Written request :: From the line containing "involves the tree" down to the last line of the records below, copy every line exactly. Leave out everything before it.

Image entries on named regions
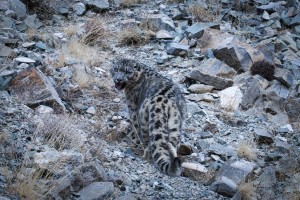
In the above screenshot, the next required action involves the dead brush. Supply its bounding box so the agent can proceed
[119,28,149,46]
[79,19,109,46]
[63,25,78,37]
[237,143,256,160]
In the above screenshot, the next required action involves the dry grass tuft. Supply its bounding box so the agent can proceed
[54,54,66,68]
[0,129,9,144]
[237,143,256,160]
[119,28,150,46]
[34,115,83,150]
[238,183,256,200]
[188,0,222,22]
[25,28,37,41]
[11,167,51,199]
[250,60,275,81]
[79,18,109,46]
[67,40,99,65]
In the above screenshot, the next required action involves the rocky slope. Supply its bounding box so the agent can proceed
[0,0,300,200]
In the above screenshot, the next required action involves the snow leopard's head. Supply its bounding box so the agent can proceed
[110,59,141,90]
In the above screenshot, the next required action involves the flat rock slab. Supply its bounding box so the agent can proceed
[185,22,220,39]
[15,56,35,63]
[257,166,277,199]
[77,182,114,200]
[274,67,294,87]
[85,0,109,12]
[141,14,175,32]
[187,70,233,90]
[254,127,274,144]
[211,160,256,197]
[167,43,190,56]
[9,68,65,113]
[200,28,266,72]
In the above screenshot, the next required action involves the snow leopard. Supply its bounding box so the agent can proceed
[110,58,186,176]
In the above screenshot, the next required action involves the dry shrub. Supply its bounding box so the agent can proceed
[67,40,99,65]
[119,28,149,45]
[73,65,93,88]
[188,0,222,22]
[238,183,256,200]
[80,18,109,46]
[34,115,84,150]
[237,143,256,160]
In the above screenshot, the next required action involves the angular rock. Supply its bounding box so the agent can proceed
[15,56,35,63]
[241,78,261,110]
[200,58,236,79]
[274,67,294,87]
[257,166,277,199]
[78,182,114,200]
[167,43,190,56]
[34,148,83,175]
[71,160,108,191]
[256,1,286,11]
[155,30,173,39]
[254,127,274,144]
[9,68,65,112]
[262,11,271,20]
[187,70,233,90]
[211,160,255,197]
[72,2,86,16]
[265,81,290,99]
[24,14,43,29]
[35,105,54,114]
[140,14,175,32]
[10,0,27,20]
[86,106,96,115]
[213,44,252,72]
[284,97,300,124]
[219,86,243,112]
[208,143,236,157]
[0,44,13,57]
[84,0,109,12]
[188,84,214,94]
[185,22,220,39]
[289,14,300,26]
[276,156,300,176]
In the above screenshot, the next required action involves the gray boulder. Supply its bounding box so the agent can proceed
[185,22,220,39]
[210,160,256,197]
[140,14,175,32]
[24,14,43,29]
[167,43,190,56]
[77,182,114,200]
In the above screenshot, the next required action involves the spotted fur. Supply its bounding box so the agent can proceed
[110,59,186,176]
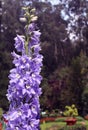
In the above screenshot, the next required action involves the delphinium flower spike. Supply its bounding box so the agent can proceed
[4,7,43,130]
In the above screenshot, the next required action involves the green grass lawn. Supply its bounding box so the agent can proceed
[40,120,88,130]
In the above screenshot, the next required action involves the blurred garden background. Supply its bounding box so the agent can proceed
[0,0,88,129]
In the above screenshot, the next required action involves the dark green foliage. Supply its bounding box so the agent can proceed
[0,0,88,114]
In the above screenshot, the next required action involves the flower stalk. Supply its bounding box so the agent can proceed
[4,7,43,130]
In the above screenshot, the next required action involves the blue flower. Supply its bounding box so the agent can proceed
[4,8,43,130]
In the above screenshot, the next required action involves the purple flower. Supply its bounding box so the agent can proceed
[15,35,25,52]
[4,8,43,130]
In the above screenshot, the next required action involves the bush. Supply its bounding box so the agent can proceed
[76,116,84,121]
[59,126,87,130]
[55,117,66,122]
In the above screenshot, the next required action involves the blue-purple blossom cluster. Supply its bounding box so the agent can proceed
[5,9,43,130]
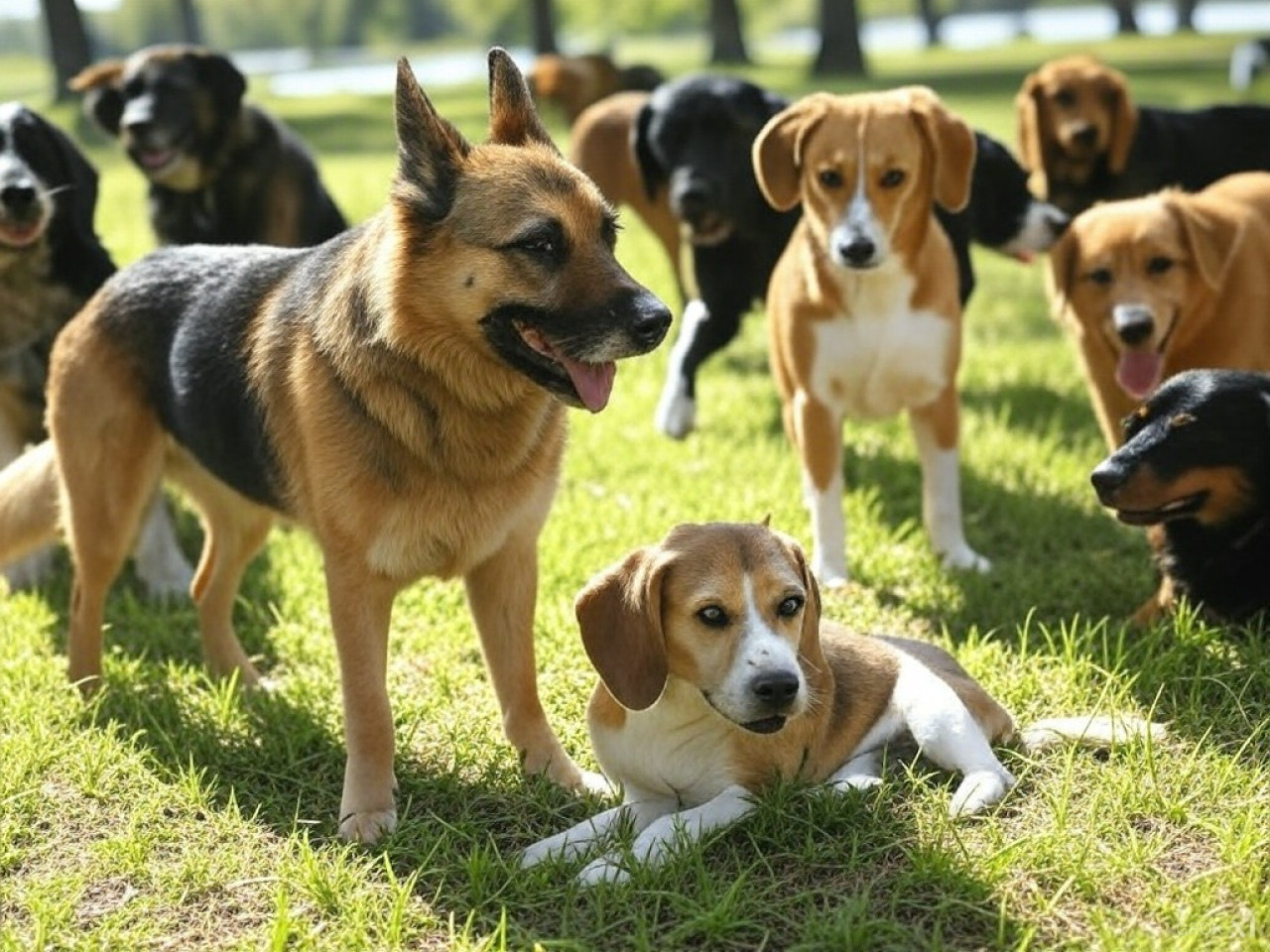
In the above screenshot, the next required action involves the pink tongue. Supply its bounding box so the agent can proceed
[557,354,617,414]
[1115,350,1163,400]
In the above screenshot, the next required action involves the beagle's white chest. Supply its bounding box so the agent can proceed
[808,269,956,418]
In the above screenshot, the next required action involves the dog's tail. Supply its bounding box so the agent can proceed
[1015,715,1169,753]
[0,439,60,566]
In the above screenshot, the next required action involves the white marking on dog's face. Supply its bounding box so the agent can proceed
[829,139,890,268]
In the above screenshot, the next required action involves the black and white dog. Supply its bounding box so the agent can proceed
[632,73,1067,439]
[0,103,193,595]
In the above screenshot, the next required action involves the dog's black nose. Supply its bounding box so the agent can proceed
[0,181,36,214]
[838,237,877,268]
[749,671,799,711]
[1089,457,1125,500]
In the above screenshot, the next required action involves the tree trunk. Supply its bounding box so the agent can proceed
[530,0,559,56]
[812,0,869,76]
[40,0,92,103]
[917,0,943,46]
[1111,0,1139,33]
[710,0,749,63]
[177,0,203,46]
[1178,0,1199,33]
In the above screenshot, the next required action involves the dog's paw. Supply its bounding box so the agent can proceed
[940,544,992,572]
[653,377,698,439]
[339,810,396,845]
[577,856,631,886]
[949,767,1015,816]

Reply ::
In the above screenshot, the next required action involves the tree trunk. Supply its bounding box so the agent can proceed
[530,0,559,56]
[812,0,869,76]
[40,0,92,103]
[917,0,943,46]
[1111,0,1139,33]
[710,0,749,63]
[177,0,203,46]
[1178,0,1199,33]
In the above screenshot, the next required action involves the dog's paw. Supply its bounding box so the agent can proceed
[940,544,992,572]
[653,377,698,439]
[339,810,396,845]
[577,856,631,886]
[949,767,1015,816]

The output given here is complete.